==== Testo estratto
L’attacco sul profilo Instagram
«FdI – si legge sul profilo social di Chiara Ferragni – ha reso praticamente impossibile abortire nella Marche, regione che governa. Una politica che rischia di diventare nazionale se la destra vince le elezioni». Un messaggio scarno e telegrafico ma più che sufficiente per entrare nel vivo della campagna elettorale per il voto del 25 settembre.
L’influencer si collega a una denuncia avanzata lo scorso giugno in consiglio regionale da Manuela Bora, del Partito democratico. Che aveva scritto, in tono polemico, che «per abortire le Marche sono peggio del Texas». La polemica dell’esponente de prendeva di mira Regione – governata dalla giunta di centrodestra guidata dal meloniano Francesco Acquaroli – che a suo dire non starebbe applicando le direttive del ministero della salute sulla legge 194. In particolare – denunciava la consigliera del Pd – la Regione non permetterebbe di accedere all’aborto farmacologico (attraverso la pillola Ru 486) nei consultori. Costringendo così le donne a rivolgersi agli ospedali. Nelle Marche però c’è una delle percentuali più alte di medici obiettori, in alcuni ospedali con punte dell’80%. Un fatto che impedirebbe alle donne di aborrire.
Una linea analoga è stata seguita in altre due Regioni amministrate dal centrodestra: Umbria e Abruzzo. In Umbria per le pazienti che vogliono abortire è previsto un ricovero obbligatorio di tre giorni in ospedale (vietato l’aborto farmacologico nei consultori o a domicilio); mentre in Abruzzo il governatore Marco Marsilio in una circolare ha raccomandato ai consultori di non prescrivere la «pillola del giorno dopo». Anche in Piemonte il centrodestra vuole circoscrivere la pratica abortiva agli ospedali.
Il plauso del Pd
La difesa dell’aborto di Chiara Ferragni ha trovato una sponda, ovviamente, nel Pd. La parlamentare dem Alessia Morani ha preso le sue parti su Twitter: «Grazie a Chiara Ferragni si accende un faro sulle Marche governate da FdI. Sono due anni che portiamo avanti questa battaglia nell’indifferenza dei più».
========
==== Dati da esaminare
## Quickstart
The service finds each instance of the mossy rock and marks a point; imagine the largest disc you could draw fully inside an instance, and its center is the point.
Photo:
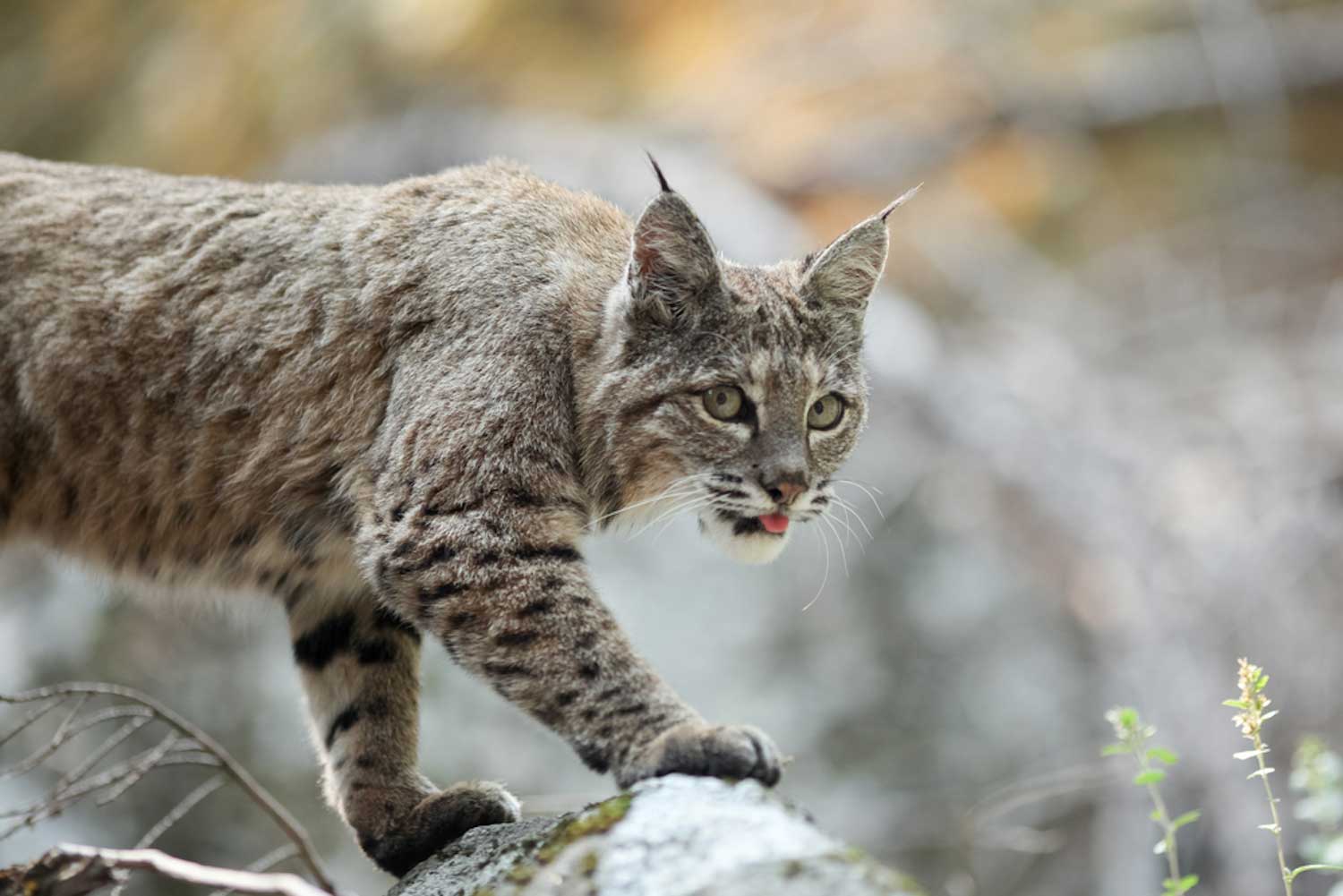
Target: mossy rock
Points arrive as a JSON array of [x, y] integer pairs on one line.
[[673, 836]]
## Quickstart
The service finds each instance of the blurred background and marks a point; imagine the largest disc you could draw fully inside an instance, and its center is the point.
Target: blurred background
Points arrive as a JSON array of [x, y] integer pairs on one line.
[[1106, 453]]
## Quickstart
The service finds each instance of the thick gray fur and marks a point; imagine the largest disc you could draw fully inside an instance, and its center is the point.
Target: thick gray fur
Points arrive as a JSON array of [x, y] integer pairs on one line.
[[398, 410]]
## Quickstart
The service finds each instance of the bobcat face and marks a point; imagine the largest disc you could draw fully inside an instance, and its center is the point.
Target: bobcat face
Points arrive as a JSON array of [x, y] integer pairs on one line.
[[733, 392]]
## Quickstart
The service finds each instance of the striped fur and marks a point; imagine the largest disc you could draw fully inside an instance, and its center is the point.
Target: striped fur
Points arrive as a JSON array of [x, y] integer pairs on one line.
[[398, 410]]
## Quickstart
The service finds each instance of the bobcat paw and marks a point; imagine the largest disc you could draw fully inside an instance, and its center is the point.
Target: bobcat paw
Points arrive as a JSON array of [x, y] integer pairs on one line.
[[716, 751], [437, 821]]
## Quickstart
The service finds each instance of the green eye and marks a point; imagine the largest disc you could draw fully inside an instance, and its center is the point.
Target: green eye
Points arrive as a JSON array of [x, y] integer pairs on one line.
[[724, 402], [825, 413]]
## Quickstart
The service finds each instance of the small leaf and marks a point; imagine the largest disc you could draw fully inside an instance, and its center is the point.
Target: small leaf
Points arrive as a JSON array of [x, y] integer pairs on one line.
[[1187, 818], [1165, 755]]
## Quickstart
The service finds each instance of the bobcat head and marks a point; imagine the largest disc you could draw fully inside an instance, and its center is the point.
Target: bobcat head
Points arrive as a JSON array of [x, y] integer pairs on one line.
[[733, 392]]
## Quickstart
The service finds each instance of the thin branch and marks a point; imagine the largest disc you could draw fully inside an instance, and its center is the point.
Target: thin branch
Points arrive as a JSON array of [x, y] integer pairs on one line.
[[101, 753], [263, 864], [72, 869], [185, 805], [258, 794], [30, 719]]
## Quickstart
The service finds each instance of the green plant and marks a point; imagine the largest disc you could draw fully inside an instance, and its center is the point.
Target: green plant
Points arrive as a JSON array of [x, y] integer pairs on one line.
[[1133, 738], [1318, 775], [1253, 713]]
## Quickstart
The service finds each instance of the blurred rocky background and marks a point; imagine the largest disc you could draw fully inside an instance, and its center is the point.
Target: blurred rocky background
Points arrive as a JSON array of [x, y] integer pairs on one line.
[[1106, 455]]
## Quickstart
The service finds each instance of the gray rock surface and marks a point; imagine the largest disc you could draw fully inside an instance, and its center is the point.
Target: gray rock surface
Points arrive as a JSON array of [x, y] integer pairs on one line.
[[673, 836]]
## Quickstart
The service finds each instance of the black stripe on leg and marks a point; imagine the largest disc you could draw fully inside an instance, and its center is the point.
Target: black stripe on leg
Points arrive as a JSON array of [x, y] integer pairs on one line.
[[561, 552], [322, 643], [384, 619], [376, 652], [536, 608], [516, 638], [346, 719]]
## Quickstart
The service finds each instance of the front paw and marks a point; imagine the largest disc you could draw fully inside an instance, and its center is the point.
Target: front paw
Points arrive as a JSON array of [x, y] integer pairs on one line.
[[716, 751], [437, 821]]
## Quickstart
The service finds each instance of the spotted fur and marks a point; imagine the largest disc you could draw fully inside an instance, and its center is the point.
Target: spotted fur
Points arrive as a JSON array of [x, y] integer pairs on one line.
========
Lavoro richiesto:
[1] Rispondi a queste domande sul testo sull'aborto nelle Marche:
(a) In quale giorno si tiene il voto citato nel testo?
(b) Quale percentuale di medici obiettori si raggiunge in alcuni ospedali delle Marche?
(c) Quanti giorni dura il ricovero obbligatorio previsto in Umbria per le pazienti che vogliono abortire?
[2] Ricopia parola per parola la parte del testo sull'aborto nelle Marche che si apre con le parole "L’influencer si collega" e si chiude con "donne di aborrire.".
[3] Prosegui il testo sull'aborto nelle Marche dal punto in cui si interrompe.
I record provengono da una fonte diversa.

Risposte:
[1]
(a) Il 25 settembre.
(b) L'80%.
(c) Tre giorni.

[2]
L’influencer si collega a una denuncia avanzata lo scorso giugno in consiglio regionale da Manuela Bora, del Partito democratico. Che aveva scritto, in tono polemico, che «per abortire le Marche sono peggio del Texas». La polemica dell’esponente de prendeva di mira Regione – governata dalla giunta di centrodestra guidata dal meloniano Francesco Acquaroli – che a suo dire non starebbe applicando le direttive del ministero della salute sulla legge 194. In particolare – denunciava la consigliera del Pd – la Regione non permetterebbe di accedere all’aborto farmacologico (attraverso la pillola Ru 486) nei consultori. Costringendo così le donne a rivolgersi agli ospedali. Nelle Marche però c’è una delle percentuali più alte di medici obiettori, in alcuni ospedali con punte dell’80%. Un fatto che impedirebbe alle donne di aborrire.

[3]
Entra in gioco, sempre tra gli esponenti del Pd, anche Valeria Fedeli. Che si chiede: «Cosa ne pensa Giorgia Meloni?»
La replica di Fratelli d’Italia
A stretto giro di posta è arrivata anche la replica di Fratelli d’Italia, attraverso Isabella Rauti, responsabile del dipartimento famiglia di Fratelli d’Italia, e Eugenia Roccella candidata nelle liste di FdI. «Se la stampa e le influencer vogliono occuparsi seriamente dell’aborto nella regione Marche – affermano Rauti e Roccella – dovrebbero informarsi sulla base dei dati e consultare le relazioni annuali al Parlamento sulla legge 194. Per esempio, leggendo l’ultima firmata dal ministro Speranza si evince che nelle Marche l’offerta del cosiddetto servizio di Ivg è di gran lunga superiore a quella nazionale: le interruzioni volontarie di gravidanza, possono essere effettuate nel 92,9% delle strutture sanitarie mentre la media italiana è del 62%».
Mentre «per quanto riguarda gli obiettori, il numero di aborti a carico dei medici non obiettori è 0,8 aborti a settimana, non sembra quindi che l’obiezione di coscienza, diritto civile previsto dalla legge 194, sia un ostacolo».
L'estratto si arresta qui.